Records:
=-=-=-=-=
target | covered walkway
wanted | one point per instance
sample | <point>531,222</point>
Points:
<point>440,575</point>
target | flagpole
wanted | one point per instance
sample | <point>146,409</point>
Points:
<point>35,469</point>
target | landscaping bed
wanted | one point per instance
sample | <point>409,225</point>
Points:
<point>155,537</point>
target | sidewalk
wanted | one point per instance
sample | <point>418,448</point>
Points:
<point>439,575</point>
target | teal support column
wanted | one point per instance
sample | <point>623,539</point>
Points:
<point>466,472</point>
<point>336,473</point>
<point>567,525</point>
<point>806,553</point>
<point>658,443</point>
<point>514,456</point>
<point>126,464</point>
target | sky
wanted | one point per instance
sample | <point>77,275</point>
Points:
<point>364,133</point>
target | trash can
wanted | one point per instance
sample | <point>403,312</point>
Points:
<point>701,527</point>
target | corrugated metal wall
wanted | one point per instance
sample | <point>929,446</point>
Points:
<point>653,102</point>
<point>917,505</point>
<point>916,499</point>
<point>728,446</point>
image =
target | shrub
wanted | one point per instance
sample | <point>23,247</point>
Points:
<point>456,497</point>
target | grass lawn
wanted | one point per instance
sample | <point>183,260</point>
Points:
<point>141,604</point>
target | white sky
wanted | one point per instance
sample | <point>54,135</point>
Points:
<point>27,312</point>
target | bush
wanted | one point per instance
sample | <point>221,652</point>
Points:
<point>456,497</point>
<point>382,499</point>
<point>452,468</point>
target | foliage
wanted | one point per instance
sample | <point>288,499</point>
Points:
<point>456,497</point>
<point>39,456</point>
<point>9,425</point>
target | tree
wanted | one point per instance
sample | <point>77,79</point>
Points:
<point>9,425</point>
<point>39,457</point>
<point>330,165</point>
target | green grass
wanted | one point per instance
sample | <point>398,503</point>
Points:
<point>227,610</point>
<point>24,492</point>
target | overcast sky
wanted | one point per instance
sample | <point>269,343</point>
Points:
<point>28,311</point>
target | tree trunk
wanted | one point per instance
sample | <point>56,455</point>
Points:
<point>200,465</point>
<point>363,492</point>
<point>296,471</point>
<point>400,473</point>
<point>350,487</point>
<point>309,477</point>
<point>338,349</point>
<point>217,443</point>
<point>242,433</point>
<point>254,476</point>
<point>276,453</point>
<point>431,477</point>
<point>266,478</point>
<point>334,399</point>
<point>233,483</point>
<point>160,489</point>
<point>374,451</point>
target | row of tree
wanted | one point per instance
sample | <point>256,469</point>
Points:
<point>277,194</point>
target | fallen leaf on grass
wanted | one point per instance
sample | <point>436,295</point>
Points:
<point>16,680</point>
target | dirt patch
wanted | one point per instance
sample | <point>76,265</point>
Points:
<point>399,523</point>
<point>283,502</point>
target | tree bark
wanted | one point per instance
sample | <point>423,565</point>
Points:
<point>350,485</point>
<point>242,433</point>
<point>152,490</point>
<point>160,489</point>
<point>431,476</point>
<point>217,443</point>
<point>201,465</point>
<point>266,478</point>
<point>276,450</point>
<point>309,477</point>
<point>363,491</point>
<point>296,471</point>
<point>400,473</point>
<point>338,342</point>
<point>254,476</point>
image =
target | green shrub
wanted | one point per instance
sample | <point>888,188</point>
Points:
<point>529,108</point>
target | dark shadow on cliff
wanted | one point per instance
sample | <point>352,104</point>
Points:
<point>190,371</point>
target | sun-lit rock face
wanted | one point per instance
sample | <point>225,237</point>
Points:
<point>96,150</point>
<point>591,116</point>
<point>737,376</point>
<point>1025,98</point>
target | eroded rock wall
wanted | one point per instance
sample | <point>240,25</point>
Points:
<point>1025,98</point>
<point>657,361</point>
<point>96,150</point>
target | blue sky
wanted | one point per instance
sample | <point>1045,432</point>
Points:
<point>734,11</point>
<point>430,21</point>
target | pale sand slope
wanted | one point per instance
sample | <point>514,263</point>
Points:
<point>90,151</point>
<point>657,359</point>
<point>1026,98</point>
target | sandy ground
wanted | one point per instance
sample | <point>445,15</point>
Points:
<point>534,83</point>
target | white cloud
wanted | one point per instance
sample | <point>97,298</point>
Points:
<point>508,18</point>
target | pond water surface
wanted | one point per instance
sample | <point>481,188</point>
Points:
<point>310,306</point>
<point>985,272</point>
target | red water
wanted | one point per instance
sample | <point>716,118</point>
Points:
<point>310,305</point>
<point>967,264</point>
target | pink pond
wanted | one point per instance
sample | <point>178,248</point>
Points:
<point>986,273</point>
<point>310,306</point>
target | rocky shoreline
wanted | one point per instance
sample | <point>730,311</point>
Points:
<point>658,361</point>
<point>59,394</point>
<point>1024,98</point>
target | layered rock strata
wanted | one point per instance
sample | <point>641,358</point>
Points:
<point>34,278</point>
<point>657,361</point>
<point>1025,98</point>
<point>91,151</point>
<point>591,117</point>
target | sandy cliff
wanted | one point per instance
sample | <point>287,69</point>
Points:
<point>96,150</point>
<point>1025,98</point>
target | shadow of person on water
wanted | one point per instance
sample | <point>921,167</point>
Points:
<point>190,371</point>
=-=-=-=-=
Output these lines as a JSON list of strings, one string per line, with blank lines omitted. Include every line in the records.

**RESPONSE TO THIS TASK**.
[
  "target | covered walkway",
  "wanted | one point per instance",
  "sample | <point>531,222</point>",
  "Points:",
  "<point>440,575</point>",
  "target | flagpole",
  "wanted | one point per instance",
  "sample | <point>146,409</point>",
  "Points:",
  "<point>35,469</point>",
  "target | landscaping bed",
  "wanted | one point per instance",
  "sample | <point>409,225</point>",
  "Points:",
  "<point>155,537</point>",
  "target | sidewalk",
  "wanted | one point per instance",
  "sample | <point>418,448</point>",
  "Points:",
  "<point>439,575</point>",
  "target | teal support column",
  "wanted | one point per instance",
  "sample | <point>623,539</point>",
  "Points:",
  "<point>466,472</point>",
  "<point>336,473</point>",
  "<point>567,525</point>",
  "<point>806,553</point>",
  "<point>658,443</point>",
  "<point>514,456</point>",
  "<point>126,464</point>",
  "target | sky",
  "wanted | one point per instance",
  "sample | <point>77,275</point>",
  "Points:",
  "<point>364,133</point>",
  "target | trash can",
  "wanted | one point per instance",
  "sample | <point>403,312</point>",
  "Points:",
  "<point>701,527</point>",
  "target | corrugated metal wall",
  "wanted | one point per instance",
  "sample | <point>929,446</point>",
  "Points:",
  "<point>653,102</point>",
  "<point>917,505</point>",
  "<point>916,499</point>",
  "<point>728,446</point>",
  "image =",
  "target | shrub",
  "wanted | one point per instance",
  "sample | <point>23,247</point>",
  "Points:",
  "<point>456,497</point>",
  "target | grass lawn",
  "wanted | one point per instance",
  "sample | <point>183,260</point>",
  "Points:",
  "<point>141,604</point>",
  "target | white sky",
  "wanted | one point per instance",
  "sample | <point>54,135</point>",
  "Points:",
  "<point>27,312</point>",
  "target | bush",
  "wanted | one point per instance",
  "sample | <point>221,652</point>",
  "Points:",
  "<point>456,497</point>",
  "<point>382,499</point>",
  "<point>452,468</point>",
  "target | foliage",
  "wanted | one point per instance",
  "sample | <point>288,499</point>",
  "Points:",
  "<point>456,497</point>",
  "<point>39,456</point>",
  "<point>9,425</point>",
  "target | tree",
  "wanted | one point per instance",
  "sample | <point>77,79</point>",
  "Points:",
  "<point>9,425</point>",
  "<point>39,457</point>",
  "<point>330,165</point>",
  "target | green grass",
  "wanted | one point per instance",
  "sample | <point>398,503</point>",
  "Points:",
  "<point>227,610</point>",
  "<point>24,492</point>",
  "target | overcast sky",
  "wanted | one point per instance",
  "sample | <point>269,343</point>",
  "Points:",
  "<point>28,311</point>",
  "target | tree trunk",
  "wanted | one point per instance",
  "sample | <point>56,455</point>",
  "Points:",
  "<point>200,465</point>",
  "<point>363,492</point>",
  "<point>296,471</point>",
  "<point>400,473</point>",
  "<point>350,487</point>",
  "<point>309,477</point>",
  "<point>338,349</point>",
  "<point>217,443</point>",
  "<point>242,433</point>",
  "<point>254,476</point>",
  "<point>276,453</point>",
  "<point>431,477</point>",
  "<point>266,478</point>",
  "<point>334,399</point>",
  "<point>233,483</point>",
  "<point>160,489</point>",
  "<point>374,451</point>",
  "target | row of tree",
  "wanted | one point per instance",
  "sample | <point>256,469</point>",
  "Points:",
  "<point>277,194</point>",
  "target | fallen leaf on grass",
  "wanted | one point per instance",
  "sample | <point>436,295</point>",
  "Points:",
  "<point>16,680</point>",
  "target | dirt patch",
  "wanted | one point per instance",
  "sample | <point>76,265</point>",
  "Points:",
  "<point>399,523</point>",
  "<point>283,502</point>",
  "target | tree bark",
  "wanted | one point per instance",
  "sample | <point>423,565</point>",
  "Points:",
  "<point>350,485</point>",
  "<point>242,433</point>",
  "<point>152,490</point>",
  "<point>160,489</point>",
  "<point>431,476</point>",
  "<point>217,443</point>",
  "<point>201,465</point>",
  "<point>266,478</point>",
  "<point>276,450</point>",
  "<point>309,477</point>",
  "<point>363,491</point>",
  "<point>296,471</point>",
  "<point>400,473</point>",
  "<point>338,342</point>",
  "<point>254,476</point>",
  "image =",
  "target | green shrub",
  "wanted | one point per instance",
  "sample | <point>888,188</point>",
  "Points:",
  "<point>529,108</point>",
  "target | dark shadow on cliff",
  "wanted | one point per instance",
  "sample | <point>352,104</point>",
  "Points:",
  "<point>190,371</point>",
  "target | sun-lit rock face",
  "wanted | one point per instance",
  "sample | <point>225,237</point>",
  "Points:",
  "<point>96,150</point>",
  "<point>591,116</point>",
  "<point>737,376</point>",
  "<point>1025,98</point>",
  "target | eroded rock wall",
  "wanted | one point per instance",
  "sample | <point>240,25</point>",
  "Points:",
  "<point>1025,98</point>",
  "<point>657,361</point>",
  "<point>96,150</point>",
  "target | blue sky",
  "wanted | one point per instance",
  "sample | <point>1045,432</point>",
  "Points:",
  "<point>734,11</point>",
  "<point>430,21</point>",
  "target | pale sand slope",
  "wanted | one point per instance",
  "sample | <point>514,263</point>",
  "Points:",
  "<point>90,151</point>",
  "<point>657,359</point>",
  "<point>1026,98</point>",
  "target | sandy ground",
  "wanted | one point per instance",
  "sample | <point>445,15</point>",
  "Points:",
  "<point>534,83</point>",
  "target | white cloud",
  "wanted | one point per instance",
  "sample | <point>97,298</point>",
  "Points:",
  "<point>508,18</point>",
  "target | pond water surface",
  "wanted | one point per instance",
  "sample | <point>481,188</point>",
  "Points:",
  "<point>310,306</point>",
  "<point>985,272</point>",
  "target | red water",
  "wanted | one point per instance",
  "sample | <point>716,118</point>",
  "Points:",
  "<point>310,305</point>",
  "<point>967,264</point>",
  "target | pink pond",
  "wanted | one point per instance",
  "sample | <point>178,248</point>",
  "Points:",
  "<point>986,273</point>",
  "<point>310,306</point>",
  "target | rocky shoreline",
  "wanted | one point per instance",
  "sample | <point>730,311</point>",
  "Points:",
  "<point>658,361</point>",
  "<point>59,394</point>",
  "<point>1024,98</point>",
  "target | layered rock strata",
  "wanted | one point per instance",
  "sample | <point>641,358</point>",
  "Points:",
  "<point>34,278</point>",
  "<point>657,361</point>",
  "<point>1025,98</point>",
  "<point>91,151</point>",
  "<point>591,117</point>",
  "target | sandy cliff",
  "wanted | one point per instance",
  "sample | <point>287,69</point>",
  "Points:",
  "<point>96,150</point>",
  "<point>1025,98</point>",
  "target | shadow of person on water",
  "wanted | one point per instance",
  "sample | <point>921,167</point>",
  "Points:",
  "<point>190,371</point>"
]